Work order » A single figure is expected: how many lines of the data that follows contain the word "rope".
▶
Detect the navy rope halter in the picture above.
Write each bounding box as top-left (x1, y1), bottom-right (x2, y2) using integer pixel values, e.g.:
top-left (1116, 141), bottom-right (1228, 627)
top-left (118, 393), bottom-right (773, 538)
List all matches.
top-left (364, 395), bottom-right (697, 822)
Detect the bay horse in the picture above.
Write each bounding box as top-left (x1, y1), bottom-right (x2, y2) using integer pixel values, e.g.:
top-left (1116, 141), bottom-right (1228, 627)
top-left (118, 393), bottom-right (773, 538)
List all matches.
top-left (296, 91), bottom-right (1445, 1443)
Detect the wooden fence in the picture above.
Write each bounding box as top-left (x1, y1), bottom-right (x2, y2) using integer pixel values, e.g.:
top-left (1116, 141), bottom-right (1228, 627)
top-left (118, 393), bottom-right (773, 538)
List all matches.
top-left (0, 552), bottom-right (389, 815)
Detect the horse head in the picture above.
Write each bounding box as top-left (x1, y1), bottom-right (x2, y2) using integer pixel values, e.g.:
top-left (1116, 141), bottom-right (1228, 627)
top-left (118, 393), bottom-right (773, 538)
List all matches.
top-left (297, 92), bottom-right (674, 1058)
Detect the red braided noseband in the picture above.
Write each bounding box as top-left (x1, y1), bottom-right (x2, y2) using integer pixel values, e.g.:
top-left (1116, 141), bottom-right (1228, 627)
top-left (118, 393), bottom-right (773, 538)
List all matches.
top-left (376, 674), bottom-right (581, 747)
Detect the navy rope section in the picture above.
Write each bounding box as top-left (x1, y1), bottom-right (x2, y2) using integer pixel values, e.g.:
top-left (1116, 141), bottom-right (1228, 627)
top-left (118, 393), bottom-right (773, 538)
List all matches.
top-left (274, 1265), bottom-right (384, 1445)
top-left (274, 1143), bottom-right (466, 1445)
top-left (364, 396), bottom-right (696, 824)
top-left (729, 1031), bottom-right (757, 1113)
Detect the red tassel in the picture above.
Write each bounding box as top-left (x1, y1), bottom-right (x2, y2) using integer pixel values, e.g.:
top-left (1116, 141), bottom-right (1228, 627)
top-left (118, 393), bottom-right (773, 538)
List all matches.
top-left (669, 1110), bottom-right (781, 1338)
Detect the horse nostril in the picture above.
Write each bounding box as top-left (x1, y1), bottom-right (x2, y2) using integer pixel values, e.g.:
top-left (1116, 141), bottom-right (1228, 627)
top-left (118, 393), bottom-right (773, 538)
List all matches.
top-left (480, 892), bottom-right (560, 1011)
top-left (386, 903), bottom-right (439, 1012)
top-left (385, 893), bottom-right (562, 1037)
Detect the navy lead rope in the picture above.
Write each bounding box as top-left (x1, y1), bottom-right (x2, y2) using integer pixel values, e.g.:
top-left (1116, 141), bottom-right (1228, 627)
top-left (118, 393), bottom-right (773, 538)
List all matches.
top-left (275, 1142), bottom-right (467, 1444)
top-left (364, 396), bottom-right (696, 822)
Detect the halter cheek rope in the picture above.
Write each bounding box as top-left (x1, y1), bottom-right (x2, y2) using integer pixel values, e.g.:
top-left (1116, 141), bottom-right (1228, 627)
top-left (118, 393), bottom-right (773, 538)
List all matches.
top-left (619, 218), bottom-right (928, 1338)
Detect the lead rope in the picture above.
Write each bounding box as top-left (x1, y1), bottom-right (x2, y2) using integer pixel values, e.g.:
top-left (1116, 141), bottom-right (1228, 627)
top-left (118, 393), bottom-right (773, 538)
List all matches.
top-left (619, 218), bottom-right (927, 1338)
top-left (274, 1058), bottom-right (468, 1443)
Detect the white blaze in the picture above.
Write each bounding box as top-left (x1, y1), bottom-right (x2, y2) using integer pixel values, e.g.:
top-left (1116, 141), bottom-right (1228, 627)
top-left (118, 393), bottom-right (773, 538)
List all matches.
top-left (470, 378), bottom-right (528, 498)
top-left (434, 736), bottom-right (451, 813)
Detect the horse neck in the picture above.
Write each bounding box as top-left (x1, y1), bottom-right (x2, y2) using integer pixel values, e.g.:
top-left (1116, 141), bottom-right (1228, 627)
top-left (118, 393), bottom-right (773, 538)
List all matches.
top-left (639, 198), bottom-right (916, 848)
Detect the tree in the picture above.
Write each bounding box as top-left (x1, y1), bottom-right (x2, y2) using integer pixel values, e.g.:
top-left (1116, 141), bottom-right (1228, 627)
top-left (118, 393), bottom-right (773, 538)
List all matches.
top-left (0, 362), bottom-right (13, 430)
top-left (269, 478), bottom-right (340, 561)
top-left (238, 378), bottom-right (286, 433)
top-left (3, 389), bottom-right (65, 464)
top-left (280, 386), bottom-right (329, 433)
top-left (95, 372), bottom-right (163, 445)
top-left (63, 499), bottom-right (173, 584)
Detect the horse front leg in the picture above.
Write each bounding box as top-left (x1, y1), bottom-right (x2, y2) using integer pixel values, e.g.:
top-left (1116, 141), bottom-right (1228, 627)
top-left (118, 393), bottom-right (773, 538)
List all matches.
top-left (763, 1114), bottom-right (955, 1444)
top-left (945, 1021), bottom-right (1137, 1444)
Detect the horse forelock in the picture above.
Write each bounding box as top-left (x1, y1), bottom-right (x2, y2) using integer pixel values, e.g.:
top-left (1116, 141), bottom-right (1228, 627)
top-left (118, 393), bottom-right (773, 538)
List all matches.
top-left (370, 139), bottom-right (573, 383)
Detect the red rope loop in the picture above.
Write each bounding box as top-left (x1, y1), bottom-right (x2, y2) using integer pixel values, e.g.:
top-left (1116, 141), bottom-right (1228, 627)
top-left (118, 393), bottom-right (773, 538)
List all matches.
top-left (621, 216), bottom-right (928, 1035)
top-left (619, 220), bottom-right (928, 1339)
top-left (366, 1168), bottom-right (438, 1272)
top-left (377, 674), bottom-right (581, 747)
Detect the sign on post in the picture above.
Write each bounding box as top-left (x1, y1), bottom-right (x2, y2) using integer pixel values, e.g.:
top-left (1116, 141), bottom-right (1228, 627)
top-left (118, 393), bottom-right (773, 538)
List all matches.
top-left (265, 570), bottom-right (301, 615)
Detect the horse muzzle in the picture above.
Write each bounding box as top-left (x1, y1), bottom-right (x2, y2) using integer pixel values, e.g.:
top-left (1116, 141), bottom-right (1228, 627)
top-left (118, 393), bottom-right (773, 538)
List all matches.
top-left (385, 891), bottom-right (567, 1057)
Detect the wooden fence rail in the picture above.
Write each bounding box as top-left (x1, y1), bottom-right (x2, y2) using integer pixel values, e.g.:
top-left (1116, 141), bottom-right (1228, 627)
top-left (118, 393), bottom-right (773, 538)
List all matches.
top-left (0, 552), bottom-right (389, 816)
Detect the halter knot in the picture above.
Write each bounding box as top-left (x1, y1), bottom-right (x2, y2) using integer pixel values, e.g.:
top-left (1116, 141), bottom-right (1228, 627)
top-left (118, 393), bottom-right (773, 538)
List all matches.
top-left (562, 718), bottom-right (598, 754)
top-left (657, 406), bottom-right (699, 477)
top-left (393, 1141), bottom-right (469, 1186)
◀
Completed task » 6